START DOCUMENT SECTION

I decided that I was going to get ONE day for me. I was not going to be held hostage by my family's circumstances, I would not bow to pressure from my In-Laws to have a more traditional wedding, I would not invite family memebers just because they were family members. I had planned this wedding essentially to have something in my life done MY way. I had a poker game for my reception. I wore a much too revealing dress. I simply did not care what anyone thought and this time I was going to get my day.

Well I got my day. My sister was devastated and got drunk at the wedding. She was removed by my cousins. My In-laws left by 10pm before the poker game started and I may not have met most of them and we surely did not kiss and say good bye. It was a disaster. Exactly what I thought would NOT happen if I didn't have my sister in my bridal party.  Karma is a bitch.

I have been protecting myself and my family from my sister ever since. Sometimes her anger at me is so intense I am afraid she will kill me. I am afraid she wil kill herself somewhere that only I will find her. I am just afraid of my sister. I limit her visits here with her son for this reason. I am terrified to be around her. I push her very far away and I act like I don't care about her. She translates this very well. When I am not scared of her I am repulsed by her - the things she says and does. Her desperate attempts at conversation that include the details of her assault or arrests. I know these things are happening. I know she needs to talk to someone. I know she is confused about why we cannot just sit down and converse. I am confused about why we cannot talk either. I simply cannot hear anymore what happens to her. I can't sleep at night. I am tortured that I don't help her and I am tortured when I do. I am always still shocked when she lies or steals from me. I do not want to see or talk to her because I simply can't handle the fact that she is not getting better. I have abandoned her - like all the others I rebuke for their cowardice. 

I do not take my pennance lightly. I am not going to stand here and say that I have done nothing for her. I have given my all - my time, my tears, my money, my children. I was a machine for my sister. I never stopped. I never gave up. I thought if she KNEW how much I loved her, she would get better again. That actually happened once. She got better for TWO years. I recited that to myself every day. I BELIEVED it would happen. 

Now my sister is homeless, addicted, in and out of hospitals for her health, violent, disconnected from her children, suicidal, and penniless. I want to believe she will get better but I don't.

I know I have contributed to her despair. I will carry these sins for all the rest of my life. Her words don't make me angry at her - they make me angry at myself. No one blames me. I don't even blame me - it has been hell. I know that if I don't care for myself, for my children and hers, that no one will. In a year my health has so declined, my weight gain, my skin, my rolling depression. I do not recognize myself anymore. I do not want to go out. I have trouble feeling joy. My soul is dying. But I have choosen to live. It does not mean I will live without giant and unforgiving regrets.

END DOCUMENT SECTION

■ THE PROBLEM
Please answer these questions using the personal account about the writer's sister.
1. What did the writer have for the wedding reception?
2. By what time did the in-laws leave the wedding?
3. For how long did the sister once get better?

START GIVEN ENTRIES

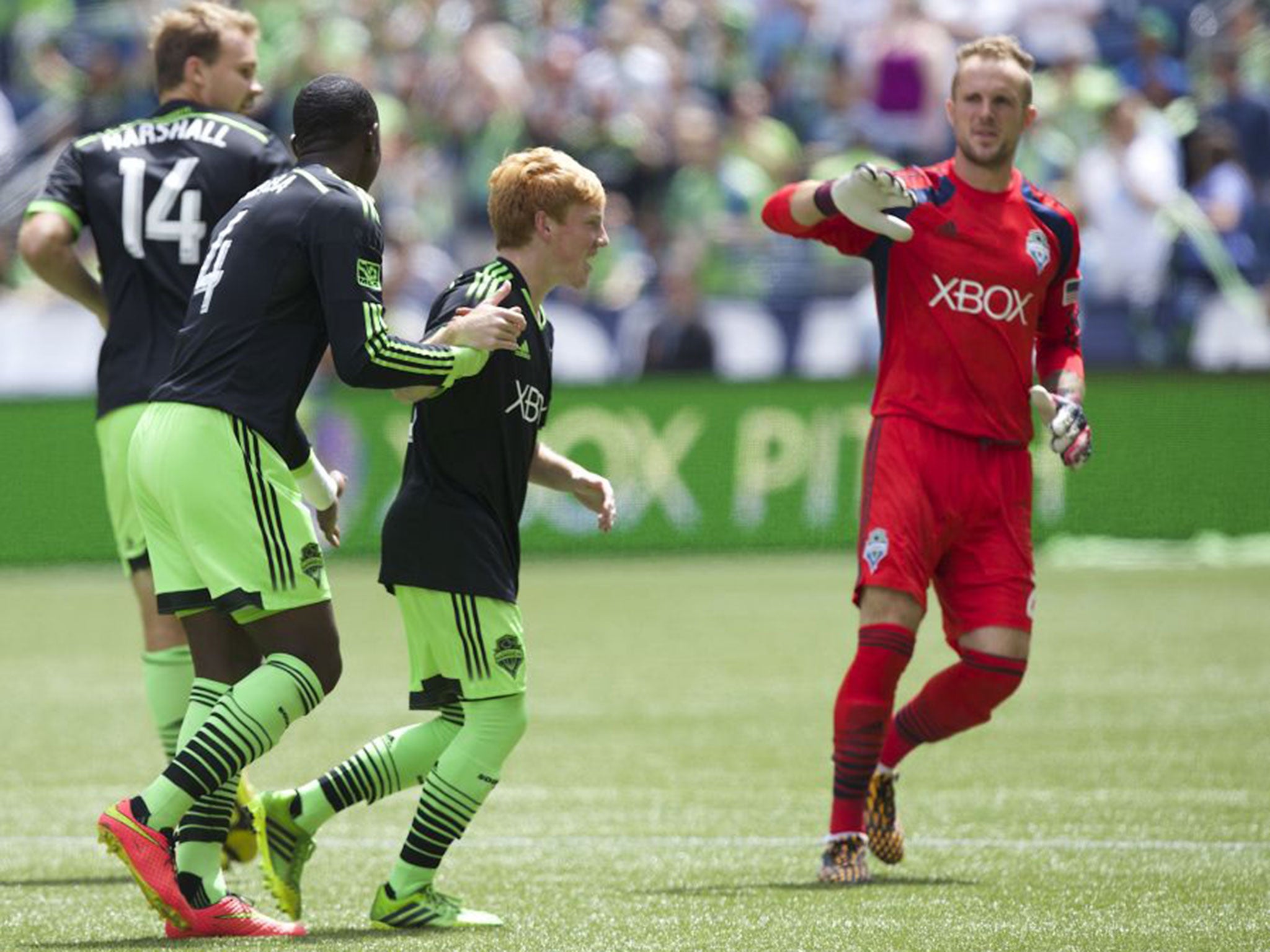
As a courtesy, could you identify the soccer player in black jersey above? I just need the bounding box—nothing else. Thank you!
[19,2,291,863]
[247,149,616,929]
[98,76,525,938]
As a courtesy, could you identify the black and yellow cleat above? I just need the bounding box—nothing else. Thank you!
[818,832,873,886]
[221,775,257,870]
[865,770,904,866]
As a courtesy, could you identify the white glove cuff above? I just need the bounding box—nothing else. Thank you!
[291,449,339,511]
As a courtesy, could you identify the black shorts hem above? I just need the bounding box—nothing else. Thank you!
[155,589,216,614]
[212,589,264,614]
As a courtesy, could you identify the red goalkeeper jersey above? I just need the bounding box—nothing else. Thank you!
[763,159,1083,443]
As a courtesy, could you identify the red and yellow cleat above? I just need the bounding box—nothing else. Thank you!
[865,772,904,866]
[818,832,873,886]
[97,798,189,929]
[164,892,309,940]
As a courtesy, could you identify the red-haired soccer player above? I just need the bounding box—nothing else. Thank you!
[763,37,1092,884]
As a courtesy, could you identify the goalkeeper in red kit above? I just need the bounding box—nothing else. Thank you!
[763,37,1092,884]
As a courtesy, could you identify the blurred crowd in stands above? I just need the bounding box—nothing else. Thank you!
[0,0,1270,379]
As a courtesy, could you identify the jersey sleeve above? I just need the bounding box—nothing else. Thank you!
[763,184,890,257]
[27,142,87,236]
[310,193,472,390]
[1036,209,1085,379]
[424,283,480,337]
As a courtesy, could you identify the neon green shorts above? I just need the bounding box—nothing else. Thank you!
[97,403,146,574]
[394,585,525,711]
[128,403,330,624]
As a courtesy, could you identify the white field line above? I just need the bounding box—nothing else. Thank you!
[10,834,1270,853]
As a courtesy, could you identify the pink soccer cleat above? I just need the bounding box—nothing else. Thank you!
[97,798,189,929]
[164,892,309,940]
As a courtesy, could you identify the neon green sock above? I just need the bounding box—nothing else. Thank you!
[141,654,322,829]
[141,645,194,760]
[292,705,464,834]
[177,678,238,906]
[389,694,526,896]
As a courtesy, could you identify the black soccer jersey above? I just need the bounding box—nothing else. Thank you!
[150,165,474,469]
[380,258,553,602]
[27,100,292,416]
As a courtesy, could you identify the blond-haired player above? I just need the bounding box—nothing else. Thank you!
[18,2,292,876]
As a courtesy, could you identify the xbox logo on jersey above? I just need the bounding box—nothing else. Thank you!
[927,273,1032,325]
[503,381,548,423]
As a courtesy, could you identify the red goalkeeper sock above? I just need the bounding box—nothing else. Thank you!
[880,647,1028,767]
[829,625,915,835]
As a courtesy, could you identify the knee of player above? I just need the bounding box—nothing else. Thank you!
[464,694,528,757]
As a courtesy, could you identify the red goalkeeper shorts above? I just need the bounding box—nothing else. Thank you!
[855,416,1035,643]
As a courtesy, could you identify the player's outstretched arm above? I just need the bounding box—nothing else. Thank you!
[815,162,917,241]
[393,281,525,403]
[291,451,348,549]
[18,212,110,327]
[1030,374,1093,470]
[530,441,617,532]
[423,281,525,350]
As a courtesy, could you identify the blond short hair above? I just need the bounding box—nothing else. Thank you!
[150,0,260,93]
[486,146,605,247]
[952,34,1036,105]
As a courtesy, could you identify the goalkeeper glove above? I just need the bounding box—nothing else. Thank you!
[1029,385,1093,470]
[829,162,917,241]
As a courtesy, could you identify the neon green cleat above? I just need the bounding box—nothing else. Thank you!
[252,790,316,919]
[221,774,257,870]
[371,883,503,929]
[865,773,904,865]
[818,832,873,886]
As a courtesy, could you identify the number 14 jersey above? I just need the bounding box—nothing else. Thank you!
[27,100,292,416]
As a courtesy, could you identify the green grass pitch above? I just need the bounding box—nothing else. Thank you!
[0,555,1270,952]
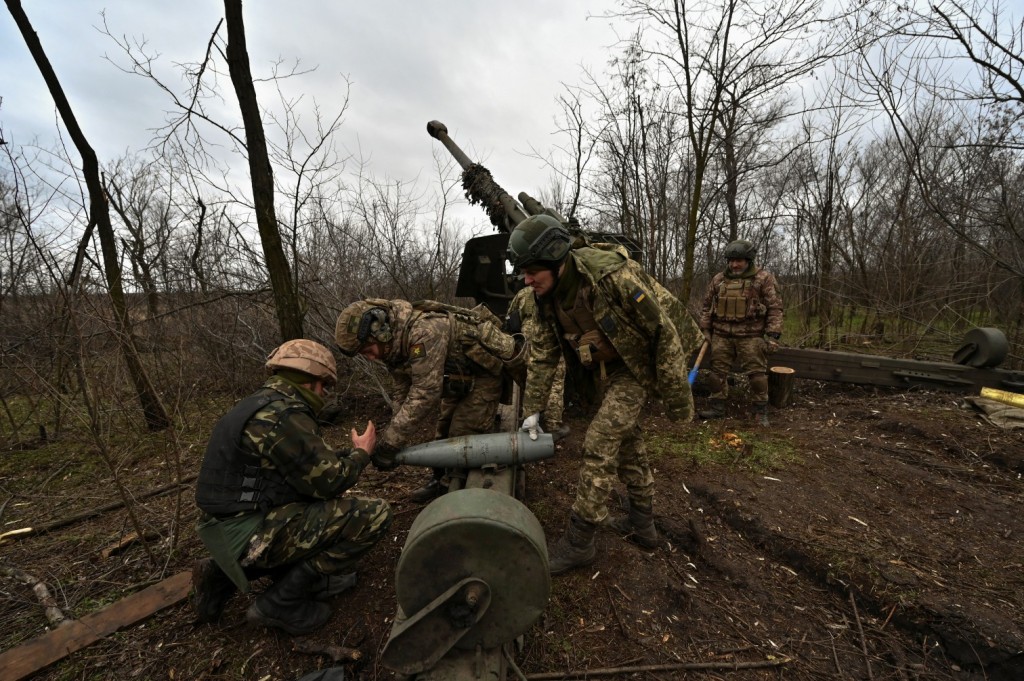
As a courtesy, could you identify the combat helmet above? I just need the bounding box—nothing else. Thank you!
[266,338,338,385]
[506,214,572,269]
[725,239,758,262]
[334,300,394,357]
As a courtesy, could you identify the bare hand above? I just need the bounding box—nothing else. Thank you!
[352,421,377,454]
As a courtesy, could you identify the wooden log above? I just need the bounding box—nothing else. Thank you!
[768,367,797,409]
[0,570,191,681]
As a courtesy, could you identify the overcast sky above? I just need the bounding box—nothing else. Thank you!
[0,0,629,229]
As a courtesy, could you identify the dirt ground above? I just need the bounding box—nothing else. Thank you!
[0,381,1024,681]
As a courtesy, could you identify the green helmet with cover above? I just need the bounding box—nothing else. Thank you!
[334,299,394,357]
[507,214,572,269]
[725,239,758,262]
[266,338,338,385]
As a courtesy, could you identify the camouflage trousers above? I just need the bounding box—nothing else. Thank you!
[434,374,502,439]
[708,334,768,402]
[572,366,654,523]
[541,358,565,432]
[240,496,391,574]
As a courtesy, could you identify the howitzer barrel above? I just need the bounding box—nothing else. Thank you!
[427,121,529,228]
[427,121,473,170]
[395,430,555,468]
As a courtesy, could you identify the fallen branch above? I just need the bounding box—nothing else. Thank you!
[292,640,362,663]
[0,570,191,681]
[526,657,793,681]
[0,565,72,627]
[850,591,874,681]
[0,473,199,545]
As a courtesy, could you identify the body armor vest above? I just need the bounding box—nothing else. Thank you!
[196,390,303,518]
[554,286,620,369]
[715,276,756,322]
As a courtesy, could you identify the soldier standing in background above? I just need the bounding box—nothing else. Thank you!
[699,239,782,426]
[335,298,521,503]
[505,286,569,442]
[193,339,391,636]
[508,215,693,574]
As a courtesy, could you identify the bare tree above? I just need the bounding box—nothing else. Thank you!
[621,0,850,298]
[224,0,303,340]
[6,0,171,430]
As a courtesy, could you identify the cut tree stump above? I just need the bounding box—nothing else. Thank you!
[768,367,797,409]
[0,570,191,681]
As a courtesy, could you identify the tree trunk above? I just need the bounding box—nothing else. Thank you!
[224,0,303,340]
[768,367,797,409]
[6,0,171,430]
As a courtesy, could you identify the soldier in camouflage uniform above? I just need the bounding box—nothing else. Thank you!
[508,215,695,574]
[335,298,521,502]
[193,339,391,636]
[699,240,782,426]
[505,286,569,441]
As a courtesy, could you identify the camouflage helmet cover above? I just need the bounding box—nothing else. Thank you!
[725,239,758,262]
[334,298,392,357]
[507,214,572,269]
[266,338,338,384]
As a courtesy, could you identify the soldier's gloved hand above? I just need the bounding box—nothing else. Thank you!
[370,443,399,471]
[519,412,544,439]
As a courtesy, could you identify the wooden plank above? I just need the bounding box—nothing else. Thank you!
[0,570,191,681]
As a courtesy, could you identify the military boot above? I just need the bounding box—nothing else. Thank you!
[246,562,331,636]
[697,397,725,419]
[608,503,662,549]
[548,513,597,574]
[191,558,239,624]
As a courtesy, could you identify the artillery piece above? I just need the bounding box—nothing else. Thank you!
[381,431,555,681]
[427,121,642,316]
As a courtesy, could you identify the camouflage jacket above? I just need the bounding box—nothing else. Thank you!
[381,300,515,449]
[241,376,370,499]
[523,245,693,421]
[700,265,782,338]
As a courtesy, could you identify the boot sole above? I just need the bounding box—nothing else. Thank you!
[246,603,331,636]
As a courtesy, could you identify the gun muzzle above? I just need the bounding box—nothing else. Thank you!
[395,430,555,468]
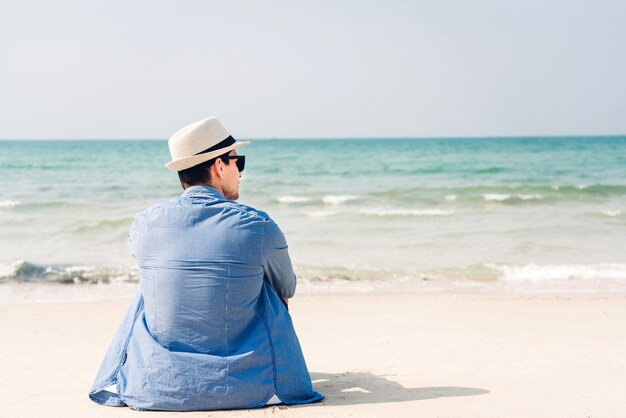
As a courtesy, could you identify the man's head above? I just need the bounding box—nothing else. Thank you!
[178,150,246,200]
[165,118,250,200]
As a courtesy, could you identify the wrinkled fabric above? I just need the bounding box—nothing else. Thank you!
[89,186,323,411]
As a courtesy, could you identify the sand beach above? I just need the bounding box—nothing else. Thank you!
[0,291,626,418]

END GIVEN ENTRIES

■ ANSWER TO THE PROBLEM
1. A poker game.
2. By 10pm.
3. Two years.